**EJERCICIO ESCRITO 1:** Según el texto sobre el Madrid, ¿qué conquistaba la versión ejemplar de parqué del Madrid mientras se certificaba la pérdida?

**SECCIÓN DE TEXTO:**
-------

Jugó el Madrid su penúltimo partido que no era como la penúltima copa donde queda un aliciente de noche en la que aún puede suceder algo. En realidad ya no había nada salvo el Madrid que es eterno en sí mismo. Del Madrid siempre se espera algo hasta el punto en que, mientras se certificaba la pérdida, su versión ejemplar de parqué conquistaba la Copa de Europa como si fuera la Casa Club a la que hay que ir a firmar al término de cada recorrido.
Ancelotti ya ausente (del terreno de juego), sin chicle y fumando desde los cielos, era una metáfora, o no. Todo pudo ser y no fue pero será. Todo lo que pudo ser Keylor. O no. La temporada del Madrid ha sido como uno de sus contraataques postreros: un llegar para volverse y vuelta a empezar tocando los trofeos que se le movían sobre el pedestal tembloroso, como en la bandeja de un camarero novato, por el estruendo de sus delanteros.
Uno se acuerda de Bale por la izquierda y siente una nostalgia de náufrago, sentado en la arena observando la inmensidad de un mar que un día cabalgó el galés aprovechando las buenas corrientes. Marcelo también podría haber navegado si no se hubiese empeñado en salir al campo con plomos en los pies, que están bien para parar la pelota si después no hubiese que salir remando con ella a cuestas, algo que hace muy bien el enigma Coentrão (y no se sabe por qué no lo ha hecho), que es como el canalla que patronea los yates de alquiler en un puerto de verano.
Uno ve allí en el horizonte al joven Kroos con su flequillo recortado (antes de que comenzara a crecer casi como una trompa), señor de los pases completados, el mismo que se ha ido retrayendo como un niño que ya no tiene las piernas de su madre (las piernas de Modric) para ocultarse, aquejado quizá de un trauma o mejor de una posición forzada. Decían que Carletto no rotaba como si no hubiera habido experimentos, y casi se podría decir que el italiano, desde su aparente mesura, se ha comportado en repetidas ocasiones como un doctor chiflado sin las muecas de Jerry Lewis, donde tan sólo la ceja le traiciona.
El penúltimo Madrid introducía la novedad de un guardameta que salía de su área con rapidez y seguridad. Hay que volver a esos tiempos y dejar la isla. Uno ya está construyéndose una balsa para salir de ella empujándose con esos zagueros pases clásicos de Bale a Cristiano en el Powerade Stadium. Nada de nuevos juncos para la barca porque aquí no debería desperdiciarse nada.
Benzema da un toque, luego dos y tres y, si no se hace la luz, se queda como desenchufado, paralizado igual que el artista asistiendo al derrumbe de su obra. Hay que buscarle un cargador móvil como el del Chícharo, o ponerles a los dos para que se retroalimenten, uno de pausa y el otro de electricidad, un suponer. Uno tiene la impresión de que casi todo es una cuestión de sitio porque cree que en el Madrid no hay todo terrenos sino prototipos. El Madrid quizá necesite la justicia de Ulpiano y no la paz de Ancelotti. ¿Qué sería de aquella escena con Ramos a principios del año pasado en la que don Corleone sacudía a su ahijado Fontane?

-------

**EJERCICIO ESCRITO 2:** Extrae sin cambios el tramo del listado que arranca en su primera línea y termina en la línea que contiene "Target: thin branch", con ambos extremos incluidos.

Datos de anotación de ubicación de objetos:
-------

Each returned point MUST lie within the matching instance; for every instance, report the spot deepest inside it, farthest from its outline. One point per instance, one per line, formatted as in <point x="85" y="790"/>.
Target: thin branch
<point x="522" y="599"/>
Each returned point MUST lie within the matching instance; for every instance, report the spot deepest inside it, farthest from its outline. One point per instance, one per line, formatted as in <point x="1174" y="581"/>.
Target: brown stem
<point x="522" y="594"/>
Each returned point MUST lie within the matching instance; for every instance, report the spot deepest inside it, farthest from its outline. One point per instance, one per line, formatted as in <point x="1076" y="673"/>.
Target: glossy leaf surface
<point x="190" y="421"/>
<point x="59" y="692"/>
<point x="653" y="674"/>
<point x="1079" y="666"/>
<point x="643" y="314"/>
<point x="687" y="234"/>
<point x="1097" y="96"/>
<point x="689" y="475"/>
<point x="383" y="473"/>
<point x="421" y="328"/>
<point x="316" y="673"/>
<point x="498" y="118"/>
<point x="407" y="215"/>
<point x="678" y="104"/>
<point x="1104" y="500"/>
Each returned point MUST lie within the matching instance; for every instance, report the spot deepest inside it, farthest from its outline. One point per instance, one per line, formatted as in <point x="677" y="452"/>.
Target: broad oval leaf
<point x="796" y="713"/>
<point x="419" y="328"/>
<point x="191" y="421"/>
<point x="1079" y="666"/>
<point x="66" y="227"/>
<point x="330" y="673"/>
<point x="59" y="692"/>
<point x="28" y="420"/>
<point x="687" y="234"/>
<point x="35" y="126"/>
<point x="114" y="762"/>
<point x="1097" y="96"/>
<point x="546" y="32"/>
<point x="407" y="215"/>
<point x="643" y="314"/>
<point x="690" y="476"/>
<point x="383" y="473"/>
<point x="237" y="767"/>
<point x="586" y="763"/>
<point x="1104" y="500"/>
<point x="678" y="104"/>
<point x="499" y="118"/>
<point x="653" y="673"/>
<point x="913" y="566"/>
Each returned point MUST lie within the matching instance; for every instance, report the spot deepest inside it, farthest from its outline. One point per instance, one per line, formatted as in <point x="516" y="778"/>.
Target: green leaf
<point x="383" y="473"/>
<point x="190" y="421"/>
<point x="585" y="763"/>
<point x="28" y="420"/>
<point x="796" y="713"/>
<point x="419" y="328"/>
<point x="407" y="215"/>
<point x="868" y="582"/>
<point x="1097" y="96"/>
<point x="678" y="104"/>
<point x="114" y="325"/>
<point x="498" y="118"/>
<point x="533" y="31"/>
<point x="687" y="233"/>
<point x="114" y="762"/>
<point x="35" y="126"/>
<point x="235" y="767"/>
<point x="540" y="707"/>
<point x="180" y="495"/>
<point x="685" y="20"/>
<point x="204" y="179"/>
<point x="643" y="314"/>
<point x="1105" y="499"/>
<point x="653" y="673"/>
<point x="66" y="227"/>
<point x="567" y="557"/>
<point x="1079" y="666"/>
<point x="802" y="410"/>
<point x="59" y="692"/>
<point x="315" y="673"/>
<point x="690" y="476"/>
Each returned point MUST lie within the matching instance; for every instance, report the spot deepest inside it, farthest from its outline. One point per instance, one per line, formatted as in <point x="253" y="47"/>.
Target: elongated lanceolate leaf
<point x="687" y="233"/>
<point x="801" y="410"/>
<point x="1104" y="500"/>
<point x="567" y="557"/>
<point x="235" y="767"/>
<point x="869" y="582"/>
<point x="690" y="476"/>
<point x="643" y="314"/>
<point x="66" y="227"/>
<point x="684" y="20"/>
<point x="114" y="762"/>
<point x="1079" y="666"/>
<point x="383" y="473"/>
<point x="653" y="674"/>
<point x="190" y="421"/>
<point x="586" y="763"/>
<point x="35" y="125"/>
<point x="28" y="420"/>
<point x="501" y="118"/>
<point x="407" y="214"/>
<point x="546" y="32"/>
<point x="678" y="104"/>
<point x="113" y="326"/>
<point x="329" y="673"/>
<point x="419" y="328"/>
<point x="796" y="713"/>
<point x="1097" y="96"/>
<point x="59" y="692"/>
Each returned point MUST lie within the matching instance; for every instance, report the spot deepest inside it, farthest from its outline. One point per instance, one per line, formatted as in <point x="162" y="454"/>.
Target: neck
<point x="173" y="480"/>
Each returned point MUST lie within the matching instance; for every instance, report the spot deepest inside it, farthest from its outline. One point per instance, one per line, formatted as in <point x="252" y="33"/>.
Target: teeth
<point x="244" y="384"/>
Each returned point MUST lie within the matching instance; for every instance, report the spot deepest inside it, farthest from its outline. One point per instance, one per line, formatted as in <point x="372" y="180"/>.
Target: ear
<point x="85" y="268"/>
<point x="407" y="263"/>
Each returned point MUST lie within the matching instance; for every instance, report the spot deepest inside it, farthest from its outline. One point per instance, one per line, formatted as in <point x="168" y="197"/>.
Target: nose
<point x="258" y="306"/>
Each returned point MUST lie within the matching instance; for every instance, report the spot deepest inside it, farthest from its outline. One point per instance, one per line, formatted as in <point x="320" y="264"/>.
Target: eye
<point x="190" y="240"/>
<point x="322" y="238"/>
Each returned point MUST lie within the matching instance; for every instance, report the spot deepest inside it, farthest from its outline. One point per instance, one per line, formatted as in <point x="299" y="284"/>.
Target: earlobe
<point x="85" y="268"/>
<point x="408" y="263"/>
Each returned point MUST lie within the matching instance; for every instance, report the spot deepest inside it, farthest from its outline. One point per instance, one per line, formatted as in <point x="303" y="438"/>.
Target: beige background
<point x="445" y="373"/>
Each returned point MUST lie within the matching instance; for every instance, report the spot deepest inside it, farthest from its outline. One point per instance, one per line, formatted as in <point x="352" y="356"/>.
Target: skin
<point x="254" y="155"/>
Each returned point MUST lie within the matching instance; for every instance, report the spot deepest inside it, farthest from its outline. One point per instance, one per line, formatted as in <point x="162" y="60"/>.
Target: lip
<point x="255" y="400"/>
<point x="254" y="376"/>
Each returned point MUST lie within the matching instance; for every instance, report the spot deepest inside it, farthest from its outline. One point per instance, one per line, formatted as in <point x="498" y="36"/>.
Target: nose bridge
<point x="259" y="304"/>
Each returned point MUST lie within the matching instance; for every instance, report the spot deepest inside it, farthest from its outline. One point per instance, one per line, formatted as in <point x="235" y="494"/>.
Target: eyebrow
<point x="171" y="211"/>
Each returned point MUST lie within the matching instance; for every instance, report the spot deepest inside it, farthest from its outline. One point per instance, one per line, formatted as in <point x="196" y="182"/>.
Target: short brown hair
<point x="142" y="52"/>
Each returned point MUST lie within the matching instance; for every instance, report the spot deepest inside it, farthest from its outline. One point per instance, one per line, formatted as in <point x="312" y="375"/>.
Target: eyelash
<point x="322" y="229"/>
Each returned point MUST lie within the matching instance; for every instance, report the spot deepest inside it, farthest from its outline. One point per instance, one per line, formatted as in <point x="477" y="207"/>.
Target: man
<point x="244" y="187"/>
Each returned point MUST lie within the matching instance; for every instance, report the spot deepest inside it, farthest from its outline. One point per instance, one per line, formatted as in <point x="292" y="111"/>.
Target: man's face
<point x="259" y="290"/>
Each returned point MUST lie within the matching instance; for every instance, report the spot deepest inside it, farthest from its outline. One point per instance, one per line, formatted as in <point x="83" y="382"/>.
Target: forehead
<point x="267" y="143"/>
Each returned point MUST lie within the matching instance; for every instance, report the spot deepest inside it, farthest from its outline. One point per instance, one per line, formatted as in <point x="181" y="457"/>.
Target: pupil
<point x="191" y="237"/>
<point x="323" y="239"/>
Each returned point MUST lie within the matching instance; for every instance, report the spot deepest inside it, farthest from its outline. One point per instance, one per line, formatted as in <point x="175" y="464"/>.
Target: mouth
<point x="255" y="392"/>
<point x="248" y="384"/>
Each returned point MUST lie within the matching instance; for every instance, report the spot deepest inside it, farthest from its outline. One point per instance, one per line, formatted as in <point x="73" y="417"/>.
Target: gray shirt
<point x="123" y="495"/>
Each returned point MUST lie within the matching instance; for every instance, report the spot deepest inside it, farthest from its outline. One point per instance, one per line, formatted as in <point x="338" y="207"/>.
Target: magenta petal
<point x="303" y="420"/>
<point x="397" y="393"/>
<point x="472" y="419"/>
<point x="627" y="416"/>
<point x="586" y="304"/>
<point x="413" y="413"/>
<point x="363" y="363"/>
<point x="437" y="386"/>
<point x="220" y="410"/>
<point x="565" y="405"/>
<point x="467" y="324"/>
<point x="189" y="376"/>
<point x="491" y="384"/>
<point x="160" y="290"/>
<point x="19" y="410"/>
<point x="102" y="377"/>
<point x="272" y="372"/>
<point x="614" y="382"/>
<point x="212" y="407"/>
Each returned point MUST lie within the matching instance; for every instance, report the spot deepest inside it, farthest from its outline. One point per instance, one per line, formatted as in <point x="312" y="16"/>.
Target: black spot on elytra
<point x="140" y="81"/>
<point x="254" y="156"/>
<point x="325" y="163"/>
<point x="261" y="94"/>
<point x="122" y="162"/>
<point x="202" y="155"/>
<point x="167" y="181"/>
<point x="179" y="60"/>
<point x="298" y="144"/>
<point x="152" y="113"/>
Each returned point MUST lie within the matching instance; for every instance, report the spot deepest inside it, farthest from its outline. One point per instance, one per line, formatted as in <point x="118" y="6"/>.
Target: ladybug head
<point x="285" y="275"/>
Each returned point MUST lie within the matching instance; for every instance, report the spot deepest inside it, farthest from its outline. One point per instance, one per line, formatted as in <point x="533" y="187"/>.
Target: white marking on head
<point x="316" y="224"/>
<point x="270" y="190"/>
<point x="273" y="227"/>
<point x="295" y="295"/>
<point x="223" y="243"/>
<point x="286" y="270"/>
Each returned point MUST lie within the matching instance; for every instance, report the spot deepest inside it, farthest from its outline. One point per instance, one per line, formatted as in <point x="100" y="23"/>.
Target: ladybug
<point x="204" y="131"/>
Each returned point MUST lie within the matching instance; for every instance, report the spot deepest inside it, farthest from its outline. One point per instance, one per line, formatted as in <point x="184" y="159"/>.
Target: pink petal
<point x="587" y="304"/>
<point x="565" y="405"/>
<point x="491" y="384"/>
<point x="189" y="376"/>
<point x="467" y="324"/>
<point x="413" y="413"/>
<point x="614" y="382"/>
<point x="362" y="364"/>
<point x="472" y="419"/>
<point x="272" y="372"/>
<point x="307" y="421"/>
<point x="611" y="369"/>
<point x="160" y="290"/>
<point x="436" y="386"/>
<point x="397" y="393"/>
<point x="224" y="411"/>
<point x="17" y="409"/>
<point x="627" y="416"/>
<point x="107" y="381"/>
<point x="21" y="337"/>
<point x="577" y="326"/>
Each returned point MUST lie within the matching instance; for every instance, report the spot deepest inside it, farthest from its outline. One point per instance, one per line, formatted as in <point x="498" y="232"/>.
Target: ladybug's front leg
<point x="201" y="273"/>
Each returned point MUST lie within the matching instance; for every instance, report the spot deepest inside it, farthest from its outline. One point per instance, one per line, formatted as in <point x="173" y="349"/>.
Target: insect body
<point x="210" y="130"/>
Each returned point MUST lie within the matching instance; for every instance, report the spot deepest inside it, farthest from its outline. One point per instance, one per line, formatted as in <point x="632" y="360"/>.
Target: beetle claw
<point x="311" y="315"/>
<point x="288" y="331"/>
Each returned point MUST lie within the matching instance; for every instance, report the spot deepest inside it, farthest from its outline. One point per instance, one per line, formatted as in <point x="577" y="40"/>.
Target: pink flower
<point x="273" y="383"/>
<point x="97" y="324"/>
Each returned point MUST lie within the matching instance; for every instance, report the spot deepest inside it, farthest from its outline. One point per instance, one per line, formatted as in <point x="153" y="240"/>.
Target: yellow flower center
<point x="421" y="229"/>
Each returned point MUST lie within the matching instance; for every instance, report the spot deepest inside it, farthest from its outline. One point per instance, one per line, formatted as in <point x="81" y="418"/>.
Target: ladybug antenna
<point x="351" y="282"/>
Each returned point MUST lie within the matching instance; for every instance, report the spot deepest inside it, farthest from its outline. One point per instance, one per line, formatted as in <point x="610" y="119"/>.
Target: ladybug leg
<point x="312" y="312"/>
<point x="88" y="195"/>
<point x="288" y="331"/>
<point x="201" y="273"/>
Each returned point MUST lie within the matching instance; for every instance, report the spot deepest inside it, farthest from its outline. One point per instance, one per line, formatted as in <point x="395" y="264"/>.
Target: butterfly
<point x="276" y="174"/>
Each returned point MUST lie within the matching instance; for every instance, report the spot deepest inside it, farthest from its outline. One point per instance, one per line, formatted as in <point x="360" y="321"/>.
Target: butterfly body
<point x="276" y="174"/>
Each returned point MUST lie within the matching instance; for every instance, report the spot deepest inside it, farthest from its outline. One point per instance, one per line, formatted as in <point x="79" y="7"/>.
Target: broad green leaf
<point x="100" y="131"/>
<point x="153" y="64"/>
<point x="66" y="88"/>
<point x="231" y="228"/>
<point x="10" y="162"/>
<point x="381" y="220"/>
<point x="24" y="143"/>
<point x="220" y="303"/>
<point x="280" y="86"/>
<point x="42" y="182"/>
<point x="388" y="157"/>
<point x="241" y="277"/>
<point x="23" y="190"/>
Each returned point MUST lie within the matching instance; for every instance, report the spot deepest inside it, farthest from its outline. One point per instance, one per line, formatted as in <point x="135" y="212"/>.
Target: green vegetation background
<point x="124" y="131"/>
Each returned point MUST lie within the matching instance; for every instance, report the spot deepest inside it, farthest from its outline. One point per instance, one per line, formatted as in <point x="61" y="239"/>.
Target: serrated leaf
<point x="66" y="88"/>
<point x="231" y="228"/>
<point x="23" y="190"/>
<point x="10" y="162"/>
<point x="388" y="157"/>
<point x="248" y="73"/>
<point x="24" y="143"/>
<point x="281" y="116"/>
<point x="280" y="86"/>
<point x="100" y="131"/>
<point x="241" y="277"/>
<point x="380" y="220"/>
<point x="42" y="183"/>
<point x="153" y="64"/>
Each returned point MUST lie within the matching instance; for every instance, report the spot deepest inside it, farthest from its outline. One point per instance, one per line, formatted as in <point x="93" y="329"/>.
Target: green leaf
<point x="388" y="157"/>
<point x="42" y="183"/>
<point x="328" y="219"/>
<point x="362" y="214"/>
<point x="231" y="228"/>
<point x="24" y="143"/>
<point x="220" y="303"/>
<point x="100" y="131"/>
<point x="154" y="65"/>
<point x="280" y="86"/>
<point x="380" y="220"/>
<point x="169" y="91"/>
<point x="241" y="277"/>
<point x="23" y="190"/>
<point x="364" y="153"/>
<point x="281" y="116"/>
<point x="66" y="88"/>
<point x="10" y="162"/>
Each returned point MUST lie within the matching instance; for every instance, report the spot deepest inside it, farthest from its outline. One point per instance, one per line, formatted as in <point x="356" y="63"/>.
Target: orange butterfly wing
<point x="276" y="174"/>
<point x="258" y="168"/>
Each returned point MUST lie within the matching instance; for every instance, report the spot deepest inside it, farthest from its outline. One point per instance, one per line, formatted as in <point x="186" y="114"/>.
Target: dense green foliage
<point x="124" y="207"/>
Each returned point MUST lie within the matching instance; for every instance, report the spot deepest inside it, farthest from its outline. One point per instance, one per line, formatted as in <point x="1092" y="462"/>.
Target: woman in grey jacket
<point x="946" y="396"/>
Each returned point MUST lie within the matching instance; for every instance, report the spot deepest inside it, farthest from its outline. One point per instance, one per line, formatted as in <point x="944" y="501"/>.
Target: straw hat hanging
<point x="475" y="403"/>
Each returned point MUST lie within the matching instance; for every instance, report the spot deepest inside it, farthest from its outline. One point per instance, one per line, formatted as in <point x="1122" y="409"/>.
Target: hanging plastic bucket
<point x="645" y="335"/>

-------

**RESPUESTA FINAL 1:** La Copa de Europa.

**RESPUESTA FINAL 2:**
Each returned point MUST lie within the matching instance; for every instance, report the spot deepest inside it, farthest from its outline. One point per instance, one per line, formatted as in <point x="85" y="790"/>.
Target: thin branch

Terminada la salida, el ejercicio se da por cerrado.